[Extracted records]
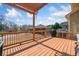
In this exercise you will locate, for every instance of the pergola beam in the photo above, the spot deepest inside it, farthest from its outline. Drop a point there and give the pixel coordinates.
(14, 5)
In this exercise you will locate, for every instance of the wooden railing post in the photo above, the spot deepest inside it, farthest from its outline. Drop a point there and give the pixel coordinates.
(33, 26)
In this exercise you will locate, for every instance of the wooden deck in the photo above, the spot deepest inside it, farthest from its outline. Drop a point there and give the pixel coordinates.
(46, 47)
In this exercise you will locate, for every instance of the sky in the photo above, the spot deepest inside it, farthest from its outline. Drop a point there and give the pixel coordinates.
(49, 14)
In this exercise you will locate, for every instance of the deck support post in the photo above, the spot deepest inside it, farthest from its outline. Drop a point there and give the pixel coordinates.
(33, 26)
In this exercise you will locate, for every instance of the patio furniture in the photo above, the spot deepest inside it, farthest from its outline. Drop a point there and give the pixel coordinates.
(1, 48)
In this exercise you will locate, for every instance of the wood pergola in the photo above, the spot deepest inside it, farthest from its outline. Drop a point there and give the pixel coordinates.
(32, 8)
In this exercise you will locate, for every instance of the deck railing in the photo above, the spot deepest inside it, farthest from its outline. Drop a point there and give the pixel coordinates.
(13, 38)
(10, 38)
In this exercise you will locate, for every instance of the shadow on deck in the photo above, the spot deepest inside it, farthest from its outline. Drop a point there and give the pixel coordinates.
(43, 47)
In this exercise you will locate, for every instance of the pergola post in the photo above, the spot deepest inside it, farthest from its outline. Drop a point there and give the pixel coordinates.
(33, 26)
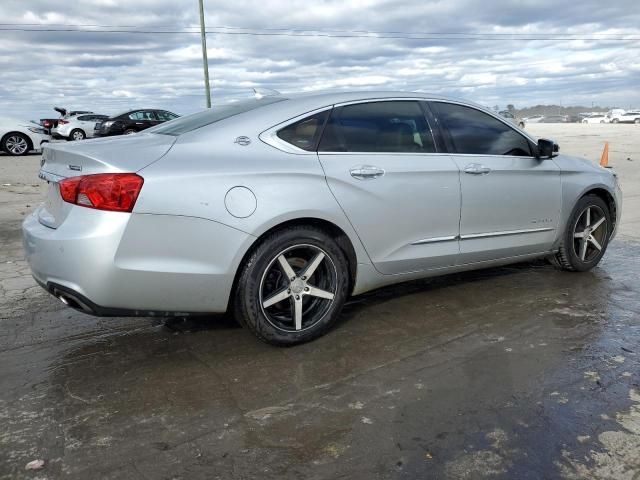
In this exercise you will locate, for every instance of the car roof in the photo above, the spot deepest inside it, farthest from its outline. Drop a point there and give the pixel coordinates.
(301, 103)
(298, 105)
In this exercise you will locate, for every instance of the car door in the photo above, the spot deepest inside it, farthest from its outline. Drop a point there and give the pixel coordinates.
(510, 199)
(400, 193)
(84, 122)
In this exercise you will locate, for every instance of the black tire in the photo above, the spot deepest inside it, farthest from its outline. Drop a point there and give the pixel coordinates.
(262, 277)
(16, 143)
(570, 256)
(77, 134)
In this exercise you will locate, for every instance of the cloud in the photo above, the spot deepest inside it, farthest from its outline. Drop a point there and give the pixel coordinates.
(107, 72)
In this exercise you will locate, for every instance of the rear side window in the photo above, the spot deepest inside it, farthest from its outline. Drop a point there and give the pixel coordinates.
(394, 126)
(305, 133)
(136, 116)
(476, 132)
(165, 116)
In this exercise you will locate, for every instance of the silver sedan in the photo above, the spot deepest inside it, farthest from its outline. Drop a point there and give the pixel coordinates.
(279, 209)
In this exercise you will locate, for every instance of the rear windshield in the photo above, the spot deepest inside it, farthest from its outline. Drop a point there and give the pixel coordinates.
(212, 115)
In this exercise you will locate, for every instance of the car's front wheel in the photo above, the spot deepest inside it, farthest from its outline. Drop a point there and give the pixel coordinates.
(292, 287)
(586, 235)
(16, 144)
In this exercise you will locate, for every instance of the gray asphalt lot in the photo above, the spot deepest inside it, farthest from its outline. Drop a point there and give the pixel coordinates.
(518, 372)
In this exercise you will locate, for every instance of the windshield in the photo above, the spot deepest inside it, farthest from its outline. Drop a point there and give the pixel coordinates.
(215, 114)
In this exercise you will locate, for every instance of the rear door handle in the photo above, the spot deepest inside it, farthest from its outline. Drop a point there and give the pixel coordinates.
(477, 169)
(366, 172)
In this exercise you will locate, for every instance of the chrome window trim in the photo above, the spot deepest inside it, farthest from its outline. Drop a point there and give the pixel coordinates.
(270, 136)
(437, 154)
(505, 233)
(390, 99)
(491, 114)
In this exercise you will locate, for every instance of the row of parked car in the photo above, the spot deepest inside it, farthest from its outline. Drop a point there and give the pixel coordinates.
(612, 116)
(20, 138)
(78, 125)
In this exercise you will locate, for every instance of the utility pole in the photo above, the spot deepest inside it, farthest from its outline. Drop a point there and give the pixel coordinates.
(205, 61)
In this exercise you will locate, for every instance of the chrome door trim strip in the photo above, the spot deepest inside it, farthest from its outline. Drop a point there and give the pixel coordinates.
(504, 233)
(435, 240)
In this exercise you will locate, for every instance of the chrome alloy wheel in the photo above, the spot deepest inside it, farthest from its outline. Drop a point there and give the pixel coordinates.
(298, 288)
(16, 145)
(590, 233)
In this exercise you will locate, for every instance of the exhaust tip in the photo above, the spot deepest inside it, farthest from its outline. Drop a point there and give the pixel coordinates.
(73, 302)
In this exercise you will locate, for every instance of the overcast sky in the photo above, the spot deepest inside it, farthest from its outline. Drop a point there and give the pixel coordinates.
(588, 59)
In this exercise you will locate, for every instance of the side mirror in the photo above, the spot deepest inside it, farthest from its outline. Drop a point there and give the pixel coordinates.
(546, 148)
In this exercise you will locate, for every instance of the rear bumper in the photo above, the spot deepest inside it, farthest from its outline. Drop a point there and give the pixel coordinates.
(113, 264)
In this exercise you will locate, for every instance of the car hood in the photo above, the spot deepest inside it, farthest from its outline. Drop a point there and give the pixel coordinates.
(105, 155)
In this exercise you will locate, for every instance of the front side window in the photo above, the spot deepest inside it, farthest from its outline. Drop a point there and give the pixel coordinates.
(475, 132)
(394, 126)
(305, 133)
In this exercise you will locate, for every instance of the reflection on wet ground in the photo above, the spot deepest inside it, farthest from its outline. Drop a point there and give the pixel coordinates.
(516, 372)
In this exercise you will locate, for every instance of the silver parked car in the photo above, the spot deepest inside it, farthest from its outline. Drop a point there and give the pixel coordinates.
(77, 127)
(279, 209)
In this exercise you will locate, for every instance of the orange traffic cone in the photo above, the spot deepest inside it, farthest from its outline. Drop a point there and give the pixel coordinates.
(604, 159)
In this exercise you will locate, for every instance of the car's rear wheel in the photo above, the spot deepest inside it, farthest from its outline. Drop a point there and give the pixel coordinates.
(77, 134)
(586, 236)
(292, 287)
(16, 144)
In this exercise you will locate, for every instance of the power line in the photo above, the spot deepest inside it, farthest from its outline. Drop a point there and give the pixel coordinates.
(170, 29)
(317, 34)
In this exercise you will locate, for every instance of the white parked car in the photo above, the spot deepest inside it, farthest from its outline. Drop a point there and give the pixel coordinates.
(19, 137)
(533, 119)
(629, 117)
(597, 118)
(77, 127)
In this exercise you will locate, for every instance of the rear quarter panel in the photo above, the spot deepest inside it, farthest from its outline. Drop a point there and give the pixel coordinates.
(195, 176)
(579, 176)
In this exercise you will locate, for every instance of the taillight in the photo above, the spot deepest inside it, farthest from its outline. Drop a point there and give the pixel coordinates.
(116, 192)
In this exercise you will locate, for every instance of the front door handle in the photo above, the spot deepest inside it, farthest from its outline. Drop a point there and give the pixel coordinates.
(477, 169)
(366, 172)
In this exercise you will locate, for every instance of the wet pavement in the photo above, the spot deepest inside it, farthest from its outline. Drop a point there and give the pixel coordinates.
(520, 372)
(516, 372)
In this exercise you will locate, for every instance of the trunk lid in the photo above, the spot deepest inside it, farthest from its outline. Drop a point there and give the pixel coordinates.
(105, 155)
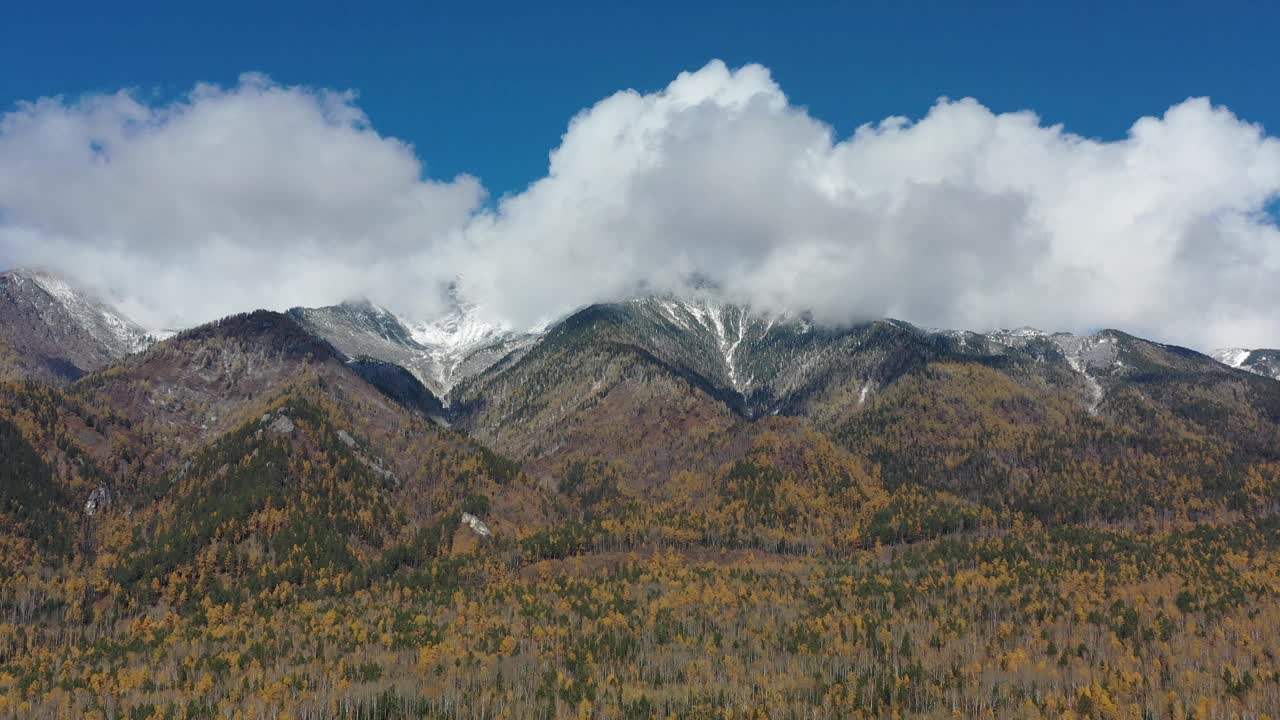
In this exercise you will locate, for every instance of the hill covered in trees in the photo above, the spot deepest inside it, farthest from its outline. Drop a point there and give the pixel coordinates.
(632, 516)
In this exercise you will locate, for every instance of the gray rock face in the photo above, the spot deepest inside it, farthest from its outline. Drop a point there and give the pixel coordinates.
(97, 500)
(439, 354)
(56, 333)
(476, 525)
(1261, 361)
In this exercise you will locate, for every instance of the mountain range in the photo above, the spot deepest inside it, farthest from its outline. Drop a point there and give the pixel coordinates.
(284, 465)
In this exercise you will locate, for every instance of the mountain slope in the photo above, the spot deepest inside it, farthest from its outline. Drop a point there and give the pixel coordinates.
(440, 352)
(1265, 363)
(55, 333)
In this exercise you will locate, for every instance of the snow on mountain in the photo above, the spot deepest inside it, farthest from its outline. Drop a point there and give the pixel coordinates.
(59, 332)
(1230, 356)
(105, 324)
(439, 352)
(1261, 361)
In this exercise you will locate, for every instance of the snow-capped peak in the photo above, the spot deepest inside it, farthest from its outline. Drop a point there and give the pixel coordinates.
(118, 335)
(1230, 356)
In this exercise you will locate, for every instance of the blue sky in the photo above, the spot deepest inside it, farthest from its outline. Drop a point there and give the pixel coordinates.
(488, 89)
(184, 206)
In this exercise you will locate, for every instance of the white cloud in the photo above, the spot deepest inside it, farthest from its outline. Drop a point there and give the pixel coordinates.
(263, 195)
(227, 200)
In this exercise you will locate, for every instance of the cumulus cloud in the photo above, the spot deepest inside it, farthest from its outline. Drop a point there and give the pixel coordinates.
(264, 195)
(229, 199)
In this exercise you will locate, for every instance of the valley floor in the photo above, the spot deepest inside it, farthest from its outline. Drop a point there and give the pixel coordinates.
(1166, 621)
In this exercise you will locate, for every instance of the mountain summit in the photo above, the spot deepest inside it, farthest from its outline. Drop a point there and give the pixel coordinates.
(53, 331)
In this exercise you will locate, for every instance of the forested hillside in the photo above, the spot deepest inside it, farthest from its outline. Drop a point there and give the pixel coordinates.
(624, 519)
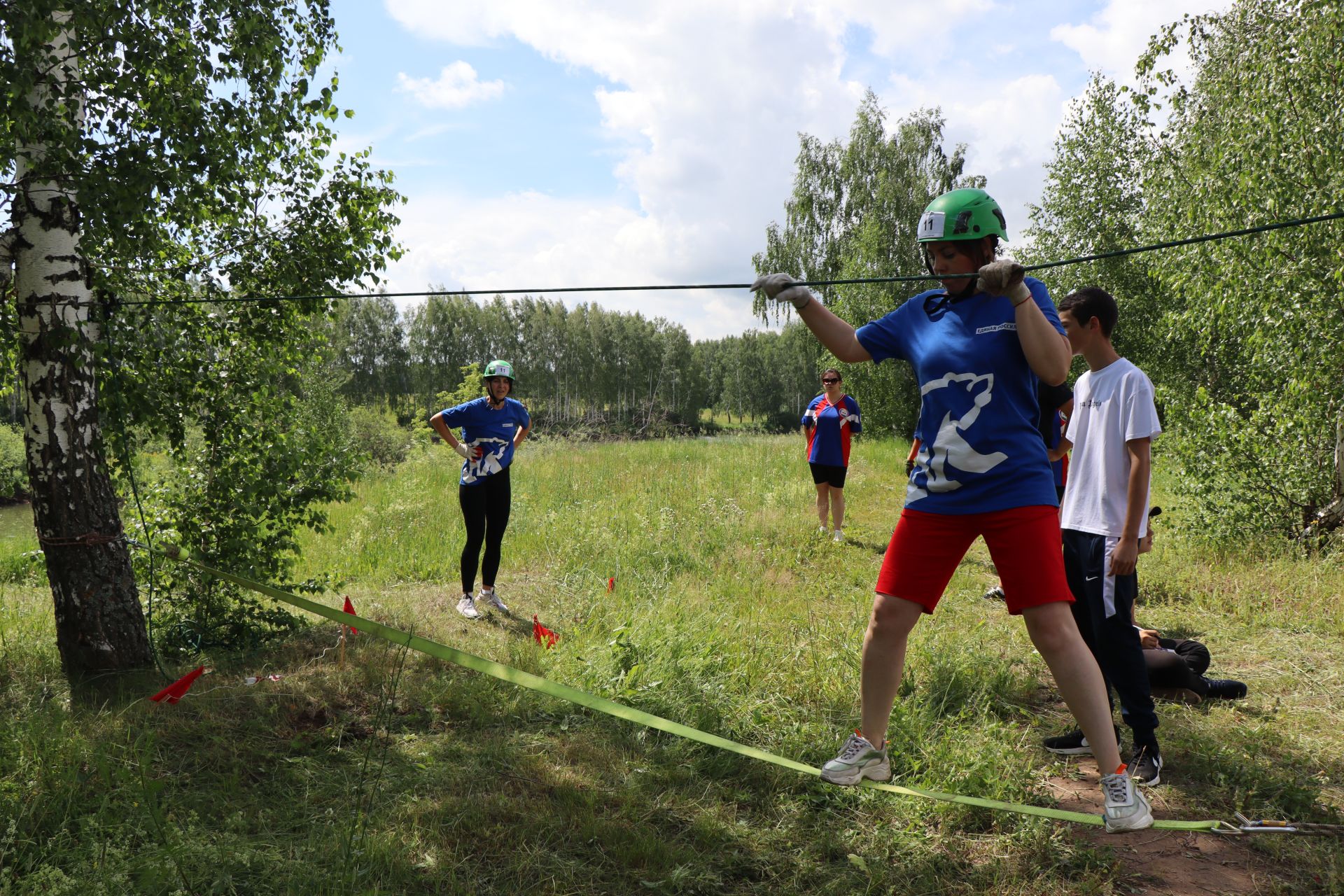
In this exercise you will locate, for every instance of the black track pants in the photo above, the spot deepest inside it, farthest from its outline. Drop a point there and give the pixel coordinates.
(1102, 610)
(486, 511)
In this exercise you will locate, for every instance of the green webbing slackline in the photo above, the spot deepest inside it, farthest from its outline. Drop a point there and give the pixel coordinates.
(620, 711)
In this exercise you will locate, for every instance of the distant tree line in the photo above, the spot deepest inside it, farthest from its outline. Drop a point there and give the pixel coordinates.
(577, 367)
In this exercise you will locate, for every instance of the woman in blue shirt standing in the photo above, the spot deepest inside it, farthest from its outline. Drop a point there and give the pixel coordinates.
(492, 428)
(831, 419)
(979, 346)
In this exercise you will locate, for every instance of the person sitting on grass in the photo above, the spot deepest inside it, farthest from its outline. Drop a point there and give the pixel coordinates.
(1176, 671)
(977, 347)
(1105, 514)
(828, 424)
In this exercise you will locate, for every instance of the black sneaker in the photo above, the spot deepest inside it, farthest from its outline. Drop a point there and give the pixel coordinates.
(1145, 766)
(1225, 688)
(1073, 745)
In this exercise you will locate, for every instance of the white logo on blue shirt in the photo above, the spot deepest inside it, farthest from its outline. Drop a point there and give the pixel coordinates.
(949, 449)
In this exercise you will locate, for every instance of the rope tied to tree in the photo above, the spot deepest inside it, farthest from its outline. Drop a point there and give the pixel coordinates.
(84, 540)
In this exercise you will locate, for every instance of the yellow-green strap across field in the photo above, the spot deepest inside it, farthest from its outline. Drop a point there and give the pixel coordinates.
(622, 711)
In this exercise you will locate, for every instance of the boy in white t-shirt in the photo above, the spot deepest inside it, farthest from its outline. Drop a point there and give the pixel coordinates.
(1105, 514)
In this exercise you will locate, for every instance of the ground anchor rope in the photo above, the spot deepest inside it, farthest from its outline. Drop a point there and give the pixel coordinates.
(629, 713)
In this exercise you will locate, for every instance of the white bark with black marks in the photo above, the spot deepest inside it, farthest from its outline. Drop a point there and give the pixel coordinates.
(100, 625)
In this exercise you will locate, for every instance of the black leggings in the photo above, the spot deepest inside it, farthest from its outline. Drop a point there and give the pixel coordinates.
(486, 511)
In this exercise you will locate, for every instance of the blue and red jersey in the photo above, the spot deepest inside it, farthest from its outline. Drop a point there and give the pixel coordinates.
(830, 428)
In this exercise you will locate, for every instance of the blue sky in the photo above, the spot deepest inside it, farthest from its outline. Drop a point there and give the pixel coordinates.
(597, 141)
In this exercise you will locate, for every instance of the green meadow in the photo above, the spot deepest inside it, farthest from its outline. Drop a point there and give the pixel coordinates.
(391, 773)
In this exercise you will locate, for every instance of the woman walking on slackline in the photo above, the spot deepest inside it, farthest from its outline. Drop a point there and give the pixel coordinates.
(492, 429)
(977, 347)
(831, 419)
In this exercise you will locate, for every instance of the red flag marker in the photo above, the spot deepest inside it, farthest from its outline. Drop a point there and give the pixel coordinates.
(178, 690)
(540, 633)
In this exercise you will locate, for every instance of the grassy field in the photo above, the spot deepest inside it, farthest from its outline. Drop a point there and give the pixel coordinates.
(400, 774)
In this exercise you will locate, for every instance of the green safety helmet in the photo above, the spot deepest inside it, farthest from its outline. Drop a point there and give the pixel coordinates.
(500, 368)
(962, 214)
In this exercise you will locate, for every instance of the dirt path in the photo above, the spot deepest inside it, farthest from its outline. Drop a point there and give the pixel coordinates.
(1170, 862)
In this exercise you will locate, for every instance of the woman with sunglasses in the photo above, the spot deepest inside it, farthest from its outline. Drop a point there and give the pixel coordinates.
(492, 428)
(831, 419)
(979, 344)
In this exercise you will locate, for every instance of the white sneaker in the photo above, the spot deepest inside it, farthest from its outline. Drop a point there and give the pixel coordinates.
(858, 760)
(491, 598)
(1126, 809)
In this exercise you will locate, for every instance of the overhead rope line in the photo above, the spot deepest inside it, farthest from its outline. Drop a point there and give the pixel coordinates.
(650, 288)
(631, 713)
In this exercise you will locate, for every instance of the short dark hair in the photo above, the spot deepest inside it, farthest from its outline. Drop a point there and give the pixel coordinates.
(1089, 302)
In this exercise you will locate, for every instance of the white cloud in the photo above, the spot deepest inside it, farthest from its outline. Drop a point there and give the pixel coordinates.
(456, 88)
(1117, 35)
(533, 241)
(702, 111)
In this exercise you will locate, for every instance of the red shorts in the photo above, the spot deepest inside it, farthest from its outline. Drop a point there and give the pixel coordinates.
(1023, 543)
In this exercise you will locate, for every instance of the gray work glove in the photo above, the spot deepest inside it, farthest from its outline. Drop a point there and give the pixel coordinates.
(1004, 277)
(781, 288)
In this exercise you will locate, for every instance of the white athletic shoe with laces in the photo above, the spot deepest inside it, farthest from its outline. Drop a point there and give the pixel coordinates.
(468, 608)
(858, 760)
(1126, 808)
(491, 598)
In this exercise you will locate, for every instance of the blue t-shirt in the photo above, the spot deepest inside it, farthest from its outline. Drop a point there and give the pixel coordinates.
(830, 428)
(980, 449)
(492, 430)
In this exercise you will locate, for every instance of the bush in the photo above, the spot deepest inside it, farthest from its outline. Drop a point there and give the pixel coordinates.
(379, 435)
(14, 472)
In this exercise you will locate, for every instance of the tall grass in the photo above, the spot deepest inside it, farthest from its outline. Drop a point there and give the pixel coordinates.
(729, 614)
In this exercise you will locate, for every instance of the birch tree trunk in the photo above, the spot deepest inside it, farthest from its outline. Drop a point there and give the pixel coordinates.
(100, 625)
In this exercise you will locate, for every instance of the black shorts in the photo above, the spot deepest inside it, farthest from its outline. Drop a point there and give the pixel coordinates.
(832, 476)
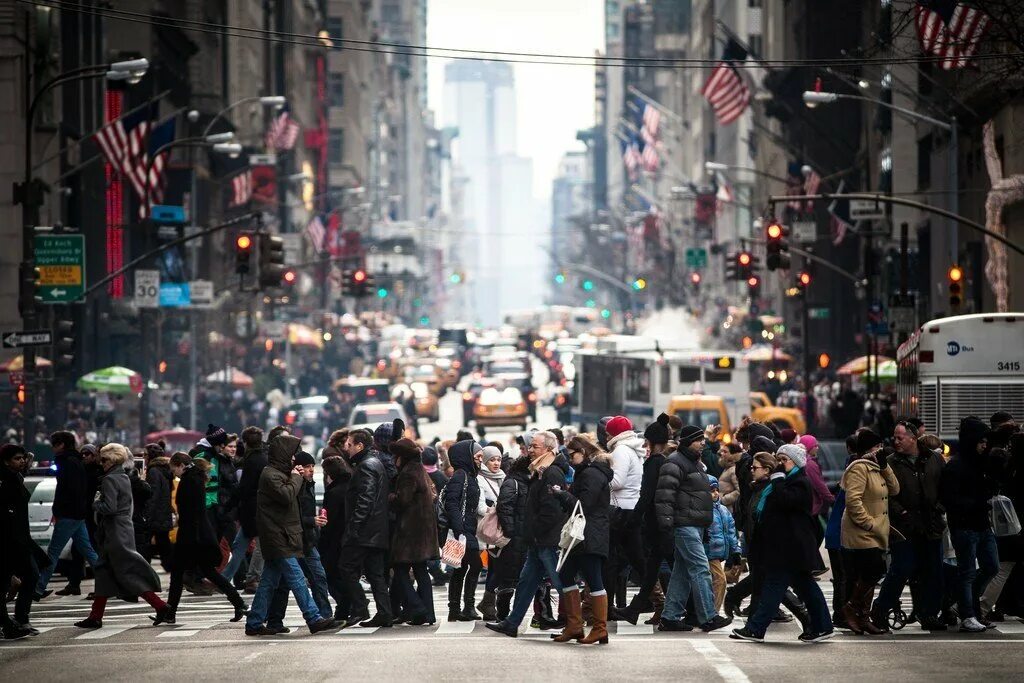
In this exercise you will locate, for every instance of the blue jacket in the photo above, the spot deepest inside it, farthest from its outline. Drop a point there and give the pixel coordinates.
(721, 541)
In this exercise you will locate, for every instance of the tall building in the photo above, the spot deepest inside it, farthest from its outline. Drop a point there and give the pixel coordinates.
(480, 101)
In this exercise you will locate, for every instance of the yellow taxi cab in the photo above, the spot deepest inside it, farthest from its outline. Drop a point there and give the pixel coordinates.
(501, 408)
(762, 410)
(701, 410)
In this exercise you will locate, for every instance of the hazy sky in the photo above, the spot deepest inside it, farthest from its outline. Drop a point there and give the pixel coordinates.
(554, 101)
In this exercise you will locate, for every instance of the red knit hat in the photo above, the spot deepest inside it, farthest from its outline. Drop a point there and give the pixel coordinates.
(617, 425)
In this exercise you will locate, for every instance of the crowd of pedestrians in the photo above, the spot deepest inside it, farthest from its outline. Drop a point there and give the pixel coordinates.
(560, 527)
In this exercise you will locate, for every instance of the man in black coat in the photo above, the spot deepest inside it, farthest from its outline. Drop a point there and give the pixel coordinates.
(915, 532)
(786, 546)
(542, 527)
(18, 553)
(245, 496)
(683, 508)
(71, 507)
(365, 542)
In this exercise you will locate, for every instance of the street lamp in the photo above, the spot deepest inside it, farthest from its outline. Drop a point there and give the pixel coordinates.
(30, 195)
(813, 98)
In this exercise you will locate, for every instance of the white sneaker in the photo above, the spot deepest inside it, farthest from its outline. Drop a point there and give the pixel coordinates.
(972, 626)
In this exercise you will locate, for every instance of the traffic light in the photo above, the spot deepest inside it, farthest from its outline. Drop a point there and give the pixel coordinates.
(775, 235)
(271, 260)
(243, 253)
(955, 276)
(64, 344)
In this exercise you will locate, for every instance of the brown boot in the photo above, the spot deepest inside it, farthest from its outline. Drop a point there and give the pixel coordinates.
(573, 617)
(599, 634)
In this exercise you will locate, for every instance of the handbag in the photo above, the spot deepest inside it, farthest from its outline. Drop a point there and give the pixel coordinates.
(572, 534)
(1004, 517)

§ **Task objective**
Please return only the lines from the one that contains "of the traffic" through the final line of the entries, each exactly as written.

§ **Solution for this problem**
In this exercise you will locate, for every instance of the traffic light in the photo above, the spot deepest inside it, farthest from its outline. Drop a point there and give the pixel coordinates.
(775, 235)
(271, 260)
(243, 253)
(955, 276)
(64, 344)
In this exercise you will locate, for every instance of the brown boot in the photo above, the spot deepest inside it, farthest from its outline. Drop a point there and give the pixel coordinates.
(573, 617)
(599, 634)
In this exercise you will locate, for every instance of the handbag in the photo above, the spot deepest inside it, farthest from its outline. Drop a point there and give the pixel coordinates.
(572, 534)
(1004, 517)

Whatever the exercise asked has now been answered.